• What you will do
1. Answer these questions using the plot summary about Shekhar, Kavya and Nandita:
(a) In which city does Shekhar attend a press conference?
(b) Which newspaper did the journalist who called Shekhar's home work for?
(c) Who plays Kavya's manager?
2. In the plot summary about Shekhar, Kavya and Nandita, condense the paragraph beginning "Shekhar goes to Goa for a press conference" into a short bulleted list that keeps its main events.
3. Pick up the plot summary about Shekhar, Kavya and Nandita where it stops, and keep writing.

• Source document
* * * *

Shekhar goes to Goa for a press conference, followed by Kavya, who tells him she had no choice but this to break her loneliness. Something brews between the two as Shekhar goes back to his home in Mumbai. Soon, Nandita notices that Shekhar is uncomfortable with the surroundings, and as she tries to help him, he starts yelling at her about why she is giving him much importance. More issues pop up as Shekhar misses his daughter's annual school function and decides to confront Kavya to end this relationship. But Kavya leaves no stone unturned; she visits him and explains how she can feel happy only with him. Shekhar gives in.

Nandita tells Shekhar that a journalist from Mid-Day newspaper had called and wanted to speak to him. Ignoring this call, the next day, he discovers that his relationship with Kavya is printed in the newspaper and has become the talk of the town. Kunal's wife, Shilpa, then spots Nandita at a restaurant and shows her the newspaper, leaving her in complete shock. He and Nandita confront each other about the affair, and it ends with Nandita slapping him on the face. The next day, she apologizes to him and tells him she will do anything to save this marriage. She later visits Kavya's house to confront her and asks her to let her family live in peace. As Shekhar is informed about Nandita's visit to Kavya, he loses his temper and decides to leave the house, telling Nandita how he regrets his marriage.

Sheena's parents are called to her, and the principal tells them that he's upset with the recent change in Sheena's behavior. Sheena tells her father that her classmates have been picking on her after his affair with the star; he denies it when she asks him whether it is true or not. Kavya's manager (Deepak Qazir) asks her to stop making her personal life public, as her reputation is being ruined. Kavya blames Nandita for everything and fires the manager, thinking he is working against her. She then asks Shekhar to choose between her and Nandita, as she would not mind risking her own life to keep her man exclusively for herself. Torn between the two women, Shekhar decides to split from his wife and his daughter. Nandita calls him, asking him to pay his daughter a visit as she's sick. Kavya refuses to let him go and tells him this is Nandita's plan to take him back. Shekhar gets furious and yells at her, saying she is mad, lonely, and mentally ill. Kavya is hurt, so she grabs a gun and shoots herself. Shekhar goes back to Nandita, asking her for forgiveness, but she turns him down. After reading all this, Sheena goes back to her father and hugs him as he apologizes to her. She accepts his apology, and the next day, she wakes up to find her father has died. Sheena asks her to forgive him, too, and she finally agrees.

* * * *

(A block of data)
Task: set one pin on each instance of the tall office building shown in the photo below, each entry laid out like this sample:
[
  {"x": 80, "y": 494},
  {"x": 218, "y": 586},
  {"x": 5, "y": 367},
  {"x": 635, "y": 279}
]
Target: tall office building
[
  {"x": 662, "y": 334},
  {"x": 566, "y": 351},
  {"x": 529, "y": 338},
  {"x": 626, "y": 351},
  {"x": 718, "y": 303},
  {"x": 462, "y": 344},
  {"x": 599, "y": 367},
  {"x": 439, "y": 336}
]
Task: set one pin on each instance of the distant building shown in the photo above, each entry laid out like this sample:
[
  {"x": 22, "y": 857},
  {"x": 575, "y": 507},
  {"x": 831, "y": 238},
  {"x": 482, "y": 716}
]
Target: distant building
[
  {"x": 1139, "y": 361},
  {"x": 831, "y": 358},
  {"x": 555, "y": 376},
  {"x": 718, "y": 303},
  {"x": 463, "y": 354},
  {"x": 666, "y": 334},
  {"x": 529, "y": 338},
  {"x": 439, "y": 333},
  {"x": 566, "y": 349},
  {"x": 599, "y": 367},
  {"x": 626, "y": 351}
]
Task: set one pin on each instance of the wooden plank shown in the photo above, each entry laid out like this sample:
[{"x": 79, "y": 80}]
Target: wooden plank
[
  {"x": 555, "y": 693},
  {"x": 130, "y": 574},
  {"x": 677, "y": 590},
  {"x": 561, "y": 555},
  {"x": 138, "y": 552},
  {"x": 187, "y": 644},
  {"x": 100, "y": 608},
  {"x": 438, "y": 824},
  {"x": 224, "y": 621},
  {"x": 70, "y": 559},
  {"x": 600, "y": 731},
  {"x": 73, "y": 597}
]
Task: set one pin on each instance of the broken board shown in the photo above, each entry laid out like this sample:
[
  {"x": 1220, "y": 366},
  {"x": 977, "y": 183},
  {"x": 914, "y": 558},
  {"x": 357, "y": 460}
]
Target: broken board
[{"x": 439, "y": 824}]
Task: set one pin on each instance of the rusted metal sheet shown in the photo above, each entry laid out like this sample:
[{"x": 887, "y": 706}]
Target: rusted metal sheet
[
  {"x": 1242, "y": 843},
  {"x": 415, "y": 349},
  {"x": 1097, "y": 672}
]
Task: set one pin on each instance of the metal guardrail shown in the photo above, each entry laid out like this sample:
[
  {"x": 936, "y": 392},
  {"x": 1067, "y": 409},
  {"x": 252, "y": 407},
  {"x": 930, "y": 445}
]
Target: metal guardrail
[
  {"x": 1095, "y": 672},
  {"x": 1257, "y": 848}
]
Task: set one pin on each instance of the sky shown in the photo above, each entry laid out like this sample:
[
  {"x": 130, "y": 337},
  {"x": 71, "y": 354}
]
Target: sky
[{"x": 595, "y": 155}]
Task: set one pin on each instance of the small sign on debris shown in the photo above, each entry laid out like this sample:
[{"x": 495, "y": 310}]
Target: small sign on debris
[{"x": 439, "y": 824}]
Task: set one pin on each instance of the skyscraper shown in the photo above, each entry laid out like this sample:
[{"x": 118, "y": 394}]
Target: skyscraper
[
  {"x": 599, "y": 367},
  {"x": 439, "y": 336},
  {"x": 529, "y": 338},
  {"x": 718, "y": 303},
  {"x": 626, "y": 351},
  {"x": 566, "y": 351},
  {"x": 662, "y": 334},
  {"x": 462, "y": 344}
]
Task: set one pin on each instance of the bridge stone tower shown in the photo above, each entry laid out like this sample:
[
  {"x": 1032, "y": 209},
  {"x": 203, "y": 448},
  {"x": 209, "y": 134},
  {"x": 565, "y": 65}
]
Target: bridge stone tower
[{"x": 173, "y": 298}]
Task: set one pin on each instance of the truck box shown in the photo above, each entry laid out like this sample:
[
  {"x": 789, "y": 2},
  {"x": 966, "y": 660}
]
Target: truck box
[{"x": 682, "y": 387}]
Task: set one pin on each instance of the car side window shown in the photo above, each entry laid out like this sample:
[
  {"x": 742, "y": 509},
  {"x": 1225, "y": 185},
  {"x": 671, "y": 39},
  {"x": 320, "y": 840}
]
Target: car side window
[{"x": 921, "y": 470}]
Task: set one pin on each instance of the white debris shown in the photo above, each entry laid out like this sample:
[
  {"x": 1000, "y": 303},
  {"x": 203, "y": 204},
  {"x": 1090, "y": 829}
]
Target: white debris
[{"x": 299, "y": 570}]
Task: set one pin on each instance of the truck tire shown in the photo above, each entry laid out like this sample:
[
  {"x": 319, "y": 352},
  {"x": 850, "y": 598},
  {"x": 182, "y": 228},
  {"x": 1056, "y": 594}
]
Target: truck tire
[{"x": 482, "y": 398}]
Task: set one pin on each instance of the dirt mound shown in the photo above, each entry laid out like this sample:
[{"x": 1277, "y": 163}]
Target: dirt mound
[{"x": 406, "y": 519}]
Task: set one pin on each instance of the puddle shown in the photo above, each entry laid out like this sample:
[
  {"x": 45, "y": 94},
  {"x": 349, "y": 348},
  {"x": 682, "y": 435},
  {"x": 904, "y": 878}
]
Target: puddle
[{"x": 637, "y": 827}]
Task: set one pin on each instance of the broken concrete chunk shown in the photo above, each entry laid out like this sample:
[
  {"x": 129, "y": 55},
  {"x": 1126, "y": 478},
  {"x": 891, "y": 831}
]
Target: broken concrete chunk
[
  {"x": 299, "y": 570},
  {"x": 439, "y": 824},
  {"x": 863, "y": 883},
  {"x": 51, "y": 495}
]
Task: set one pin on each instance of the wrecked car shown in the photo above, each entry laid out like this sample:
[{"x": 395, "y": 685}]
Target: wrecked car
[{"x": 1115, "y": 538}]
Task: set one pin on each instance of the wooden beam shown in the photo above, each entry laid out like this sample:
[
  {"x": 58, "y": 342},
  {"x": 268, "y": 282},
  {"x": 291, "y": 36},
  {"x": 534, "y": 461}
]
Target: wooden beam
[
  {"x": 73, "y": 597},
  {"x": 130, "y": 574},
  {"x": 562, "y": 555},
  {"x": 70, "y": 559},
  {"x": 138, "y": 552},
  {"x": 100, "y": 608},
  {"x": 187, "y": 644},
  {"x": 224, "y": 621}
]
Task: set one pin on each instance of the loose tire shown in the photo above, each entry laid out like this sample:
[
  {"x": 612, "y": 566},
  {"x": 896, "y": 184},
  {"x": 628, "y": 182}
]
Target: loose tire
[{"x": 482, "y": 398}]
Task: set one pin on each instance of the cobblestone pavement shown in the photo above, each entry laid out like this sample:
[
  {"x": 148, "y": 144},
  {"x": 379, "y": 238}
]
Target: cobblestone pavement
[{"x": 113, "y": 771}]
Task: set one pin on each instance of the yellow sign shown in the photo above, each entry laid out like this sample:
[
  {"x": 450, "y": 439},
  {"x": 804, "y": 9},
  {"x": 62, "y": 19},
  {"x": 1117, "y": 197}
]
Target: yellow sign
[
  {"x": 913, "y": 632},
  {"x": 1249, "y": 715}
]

* * * *

• Responses to the tasks
1.
(a) Goa
(b) Mid-Day
(c) Deepak Qazir

2.
- Kavya follows Shekhar to a press conference in Goa and says she had no other way to break her loneliness.
- Something develops between them, and Shekhar returns home to Mumbai.
- Nandita sees that he is uneasy and tries to help, but he yells at her.
- After missing his daughter's annual school function, Shekhar decides to confront Kavya and end the relationship.
- Kavya visits him and says only he can make her happy, and Shekhar gives in.

3.
== Cast ==
- Aftab Shivdasani as Shekhar Saxena
- Ameesha Patel as Nandita Saxena
- Esha as Kavya Krishna
- Hrishita Bhatt as Sheena Saxena (Special appearance)
  - Khushi Dubey as Young Sheena Saxena
- Amin Hajee as Dr. Kunal Mehta
- Vikas Bhalla as Kavya's ex-boyfriend
- Ashwini Kalsekar as Shilpa Mehta
- Deepak Qazir as Kavya's manager
- Vikram Bhatt (Uncredited)

== Soundtrack ==

The soundtrack for Ankahee has music by Pritam with lyrics from Amitabh Varma, Sameer and Subrat Sinha.

=== Track listing ===

| No. | Title | Singers | Length |
|---|---|---|---|
| 1. | "Aa Paas Aa" | Shreya Ghoshal | 6:33 |
| 2. | "Ankahee" | Kunal Ganjawala | 4:06 |
| 3. | "Ankahee – 1" | Shaan, Abrar-ul-Haq | 4:56 |
| 4. | "Ek Pal Ke Liye" | KK | 5:55 |
| 5. | "Ek Pal" | Sonu Nigam | 5:43 |
| 6. | "Ek Pal 2" | Shreya Ghoshal | 5:39 |
| 7. | "Lamha" | Babul Supriyo | 5:02 |
| 8. | "Tumse Yu Milenge" | Kunal Ganjawala | 5:08 |

== Reception ==
Taran Adarsh of IndiaFM gave the film 3 out of 5, writing, "On the whole, ANKAHEE is a sensitive tale that has been executed and performed with flourish. At the box-office, it caters to the elite crowd and ladies mainly -- those who have an appetite for true to life, mature and meaningful cinema. The film has the merits to grow with a strong word of mouth in days to come. Its business at multiplexes of metros should be the best. Recommended!" Diganta Guha of Hindustan Times gave the film 3 out of 5, praising the emotions, screenplay, and the performances. She further wrote, "With due respect to the script, the film is heavily performance-oriented, too - Aftab, Ameesha and Esha get equal footage and play their respective parts with grace."

Conversely, Sukanya Verma of Rediff.com gave the film 1.5 out of 5, writing, "Vikram Bhatt may have felt a lot of emotions, but Ankahee leaves you with just one: boredom."